* What you should do *
Copy the listing below, replacing every "drop a pin on" with "place a marker on" and keeping everything else unchanged.

====

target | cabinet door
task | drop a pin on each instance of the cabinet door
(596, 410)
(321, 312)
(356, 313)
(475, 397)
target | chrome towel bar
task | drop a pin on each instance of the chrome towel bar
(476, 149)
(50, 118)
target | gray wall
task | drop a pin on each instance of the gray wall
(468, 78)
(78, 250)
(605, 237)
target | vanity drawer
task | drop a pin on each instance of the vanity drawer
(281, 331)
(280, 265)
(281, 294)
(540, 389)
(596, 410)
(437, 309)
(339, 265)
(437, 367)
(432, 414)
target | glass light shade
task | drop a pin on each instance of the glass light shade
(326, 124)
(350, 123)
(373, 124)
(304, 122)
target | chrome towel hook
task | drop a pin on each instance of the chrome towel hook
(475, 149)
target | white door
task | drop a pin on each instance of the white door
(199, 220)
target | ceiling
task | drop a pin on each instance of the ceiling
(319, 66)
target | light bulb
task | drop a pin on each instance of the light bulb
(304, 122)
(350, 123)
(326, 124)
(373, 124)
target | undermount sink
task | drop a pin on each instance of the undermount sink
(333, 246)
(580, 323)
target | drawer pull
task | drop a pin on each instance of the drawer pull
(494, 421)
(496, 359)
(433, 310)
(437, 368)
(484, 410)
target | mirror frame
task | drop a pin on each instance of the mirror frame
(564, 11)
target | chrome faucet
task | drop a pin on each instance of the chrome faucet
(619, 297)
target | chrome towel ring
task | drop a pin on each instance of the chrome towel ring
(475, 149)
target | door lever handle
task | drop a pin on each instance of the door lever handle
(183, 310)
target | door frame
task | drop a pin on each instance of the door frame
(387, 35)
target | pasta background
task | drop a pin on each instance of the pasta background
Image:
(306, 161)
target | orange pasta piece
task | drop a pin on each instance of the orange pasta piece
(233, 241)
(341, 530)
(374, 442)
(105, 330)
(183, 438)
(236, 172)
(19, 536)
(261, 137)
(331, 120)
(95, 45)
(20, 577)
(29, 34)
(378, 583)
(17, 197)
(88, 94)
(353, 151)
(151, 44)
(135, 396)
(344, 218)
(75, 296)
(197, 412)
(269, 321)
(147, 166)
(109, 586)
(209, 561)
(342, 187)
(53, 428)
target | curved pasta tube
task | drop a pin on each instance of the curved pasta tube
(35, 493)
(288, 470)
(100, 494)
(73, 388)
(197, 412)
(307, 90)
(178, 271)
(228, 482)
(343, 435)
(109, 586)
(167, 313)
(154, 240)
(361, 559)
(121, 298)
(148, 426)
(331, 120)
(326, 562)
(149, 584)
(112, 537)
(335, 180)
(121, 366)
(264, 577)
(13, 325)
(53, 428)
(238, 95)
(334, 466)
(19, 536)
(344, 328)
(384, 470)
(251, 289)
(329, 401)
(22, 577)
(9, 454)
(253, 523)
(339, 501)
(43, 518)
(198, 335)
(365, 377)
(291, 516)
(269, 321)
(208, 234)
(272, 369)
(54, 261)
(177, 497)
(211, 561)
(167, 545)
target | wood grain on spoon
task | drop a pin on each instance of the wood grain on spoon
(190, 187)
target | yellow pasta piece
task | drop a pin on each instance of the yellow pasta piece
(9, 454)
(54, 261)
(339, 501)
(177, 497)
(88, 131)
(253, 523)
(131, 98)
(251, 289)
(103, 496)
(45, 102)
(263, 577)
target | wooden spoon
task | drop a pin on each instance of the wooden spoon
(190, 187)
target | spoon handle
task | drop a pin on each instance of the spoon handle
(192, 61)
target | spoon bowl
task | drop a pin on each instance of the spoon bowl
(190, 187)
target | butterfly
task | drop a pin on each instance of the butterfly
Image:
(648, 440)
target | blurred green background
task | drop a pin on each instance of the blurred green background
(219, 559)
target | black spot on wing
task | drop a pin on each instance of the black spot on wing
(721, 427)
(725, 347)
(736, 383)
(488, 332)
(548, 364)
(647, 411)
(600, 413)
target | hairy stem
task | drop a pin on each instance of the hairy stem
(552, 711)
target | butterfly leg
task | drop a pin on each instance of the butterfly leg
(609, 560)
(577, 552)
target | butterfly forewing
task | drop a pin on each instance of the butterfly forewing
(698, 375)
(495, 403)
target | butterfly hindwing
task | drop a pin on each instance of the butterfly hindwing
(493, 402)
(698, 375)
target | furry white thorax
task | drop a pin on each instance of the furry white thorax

====

* Written response *
target | cabinet door
task | place a marker on each instance of the cabinet door
(596, 410)
(321, 312)
(356, 313)
(475, 397)
target | chrome towel bar
task | place a marker on each instance of the chrome towel bar
(476, 149)
(50, 118)
target | gray wall
task | place a marker on each instance of the gray wall
(468, 78)
(78, 250)
(605, 237)
target | vanity drawer
task | place a marker on each instance of the vanity drawer
(281, 331)
(280, 265)
(281, 294)
(540, 389)
(596, 410)
(437, 309)
(339, 265)
(437, 367)
(432, 414)
target | glass light shade
task | place a marker on each instance of the glass light shade
(326, 124)
(350, 123)
(373, 124)
(304, 122)
target | chrome towel hook
task | place a marker on each instance of the chrome towel hook
(475, 149)
target | white door
task | place a marker on each instance of the white door
(199, 220)
target | ceiling
task | place a marker on each instance of the ceiling
(319, 66)
target | light bulb
task | place a marker on each instance of the light bulb
(304, 122)
(350, 123)
(326, 124)
(373, 124)
target | undermount sink
task | place a marker on each instance of the undermount sink
(333, 246)
(580, 323)
target | drawer pull
task | place a marker on each instance of the drawer pull
(494, 421)
(496, 359)
(433, 310)
(437, 368)
(484, 410)
target | mirror frame
task | place a marker on each instance of the mirror frame
(564, 11)
target | chrome faucet
task | place a marker on each instance of the chrome faucet
(619, 297)
target | chrome towel ring
task | place a marker on each instance of the chrome towel ring
(475, 149)
target | door lever handle
task | place a marker on each instance of the door lever handle
(183, 310)
target | door frame
task | place a marker on each instance of the door frame
(387, 35)
target | pasta background
task | place a marker on each instance of the pasta background
Image:
(306, 161)
target | orange pasta piece
task | place a marker on each instance of the orange pasta piece
(233, 241)
(341, 530)
(374, 442)
(105, 330)
(183, 438)
(236, 172)
(19, 536)
(261, 137)
(331, 120)
(95, 45)
(20, 577)
(29, 34)
(378, 583)
(17, 197)
(88, 94)
(353, 151)
(151, 44)
(135, 396)
(344, 218)
(75, 296)
(197, 412)
(269, 321)
(147, 166)
(109, 586)
(209, 561)
(342, 187)
(53, 428)
target | curved pasta tube
task | place a marker on each instance of the curved pasta tube
(35, 493)
(288, 470)
(100, 494)
(73, 388)
(197, 412)
(307, 90)
(178, 271)
(228, 482)
(343, 435)
(109, 586)
(167, 313)
(154, 240)
(361, 559)
(121, 298)
(148, 426)
(331, 120)
(326, 562)
(149, 584)
(112, 537)
(335, 180)
(121, 366)
(264, 577)
(13, 325)
(53, 428)
(238, 95)
(334, 466)
(19, 536)
(344, 328)
(384, 470)
(251, 289)
(329, 401)
(22, 577)
(9, 454)
(253, 523)
(339, 501)
(43, 518)
(198, 335)
(365, 377)
(291, 516)
(269, 321)
(208, 234)
(272, 369)
(54, 261)
(177, 497)
(211, 561)
(167, 545)
target | wood grain on spoon
task | place a marker on each instance of the wood grain on spoon
(190, 187)
target | yellow pasta piece
task | place a marker on each instance of the yellow pasta piece
(9, 454)
(54, 261)
(339, 501)
(177, 497)
(88, 131)
(253, 523)
(131, 98)
(251, 289)
(103, 496)
(45, 102)
(263, 577)
target | wooden spoon
task | place a marker on each instance of the wooden spoon
(190, 187)
target | spoon handle
task | place a marker on each instance of the spoon handle
(192, 61)
target | spoon bowl
task | place a marker on each instance of the spoon bowl
(190, 187)
target | butterfly
task | place a marker on each instance of the butterfly
Image:
(648, 440)
target | blurred green background
task | place a marker on each instance of the blurred green background
(219, 559)
target | black spot on wing
task | place a marker on each instance of the black spot on wing
(721, 427)
(725, 347)
(736, 383)
(488, 332)
(548, 364)
(647, 411)
(600, 413)
target | hairy stem
task | place a marker on each instance of the hairy stem
(552, 711)
target | butterfly leg
task | place a marker on each instance of the butterfly leg
(609, 560)
(577, 552)
target | butterfly forewing
task | place a marker on each instance of the butterfly forewing
(698, 375)
(495, 403)
target | butterfly hindwing
task | place a marker on each instance of the butterfly hindwing
(493, 402)
(698, 375)
target | furry white thorax
task | place a marker on each instance of the furry white thorax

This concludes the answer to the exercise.